**Extract to read:**

The experience of great art is similar to the experience of a great scientific discovery. There is a common sentiment of “epiphany”. It is the strangely familiar feeling of remembering something for the first time, or having our attention fall on something that had been there all along.
In both the case of art and science, we have the common experience of being made aware of something previously unconscious or “out of mind”—as if discovering the ancient relics of some lost civilization or of our own deeper self.
With the advent of twentieth-century ideas on aesthetics, this unique experience was often narrowed to a question of novelty. Thus, one of the fathers of Modernism, Ezra Pound, famously declared: “Make it new!” However, while twentieth-century avant-garde artists strove to make things “new” and to cause their readers to “feel intensely”, Western classical artistic traditions were increasingly framed as a thing of the past. It was argued that modern subjects could no longer be given a classical treatment in modern times, and that artists had to concern themselves with the “complexities” of the world.
The question arises: should the new necessarily come at the cost of the old? Should attention to the ugliness and complexities of the world—which Modernism felt compelled to address, considering the horrors of the first half of the twentieth century—come at the cost of the beautiful? Can’t even the most hideous of subjects be treated beautifully? Is this not one of the paradoxes resolved by great art?
Perhaps mistakenly, the idea of beauty in our modern age is often treated as some kind of naïve or purely Romantic ideal. Yet genuine beauty can include ugliness as much as it does pleasant thoughts and images; it can contain as much truth as it does falsehood. The key lies in the way great artists choose to treat their thematic material. The manner in which artists treat their themes is often the most telling aspect of how they think and view the world themselves, rather than any choice of literal subject or idea per se. How a theme is treated also largely defines the effect on the audience.
While we often speak of artistic freedom today, we seldom discuss the effect of various kinds of art on audiences: on their hearts, minds, and sensibilities. Today, many think it to be just a question of entertainment or “feeling intensely”.
What sets a great poet or composer apart from others is, in essence, the choice of treatment. Shakespeare arguably remains the best example: despite dramas like Macbeth and Hamlet being full of violence, bawdiness, and morbid puns, the overall treatment of Macbeth or Hamlet manages to impress upon its audience a particular sublimity, leaving us with much to think about. Despite all the elements, the beauty of the works is never overpowered by the sheer horror of their subjects. Horrific subjects are still treated in a sublime manner.

**Given problem:**
Pick up the passage on beauty in great art after its final sentence and carry it forward.

**Data lines:**
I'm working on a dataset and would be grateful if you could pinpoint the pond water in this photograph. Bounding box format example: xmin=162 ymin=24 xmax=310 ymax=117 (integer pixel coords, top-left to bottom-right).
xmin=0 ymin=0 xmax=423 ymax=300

**Output of the exercise:**
In the case of Shakespeare, they contain an overall harmonious and compelling dramatization of certain profound concepts, including conscience, the lust for power, the fear of responsibility, and the many monsters unleashed thereby, especially by individuals who refuse to recognize the tragic nature of their own axioms. Shakespeare often magnified these questions by treating the case of individuals who found themselves in particularly high positions of power, making the consequences of their actions all the more clear.
Take the case of Hamlet. Though it is a work often cited, its depth and ironical richness makes it difficult to exhaust. For example, in a sometimes-overlooked passage at the end of Hamlet’s soliloquy in Act III, the young prince utters the lines:
The fair Ophelia! Nymph, in thy orisons
Be all my sins remembered.
“Be all my sins remember’d” is a crucial passage, despite sometimes being left out of certain editions. It is an admission that Hamlet knows what he is doing is wrong; he is a conscious actor. His problem is his self-centeredness and the need to act on the many warring impulses within him, and not to change, regardless of the fate of his realm, Denmark. So, conscience doth make cowards of us all, because we know our conscience knows—our inner voice speaks—regardless of whether we choose to follow it into “the undiscovered country” rather than “bear those ills we have” and “fly to others that we know not of”.
Above all else, Hamlet fears the unknown. Shakespeare also opens the play with the characters Bernardo and Francisco guarding the gates for any potential enemy invasion, but the play ends with Norway’s Fortinbras walking right in. Denmark’s leadership had destroyed itself. Alas, the real enemy was never some outside foreign threat, it was within.
Therein lay the tragedy.
A similar set of images may thus be treated in subtly different ways, leading to fundamentally different or alternative meanings. One of the best examples remains the treatment of classical Greek myths, which in the hands of different poets and dramatists lead to fundamentally different outlooks or ideas. What set Shakespeare apart was how he was able to treat his themes, unearthing new and breathtaking amounts of wisdom, beauty, and truth.
Or we might take the example of music, and the depths of emotion and idea that a master composer like Brahms unearths with only two notes, as in the case of the theme of his Fourth Symphony, or Beethoven with his Fifth Symphony.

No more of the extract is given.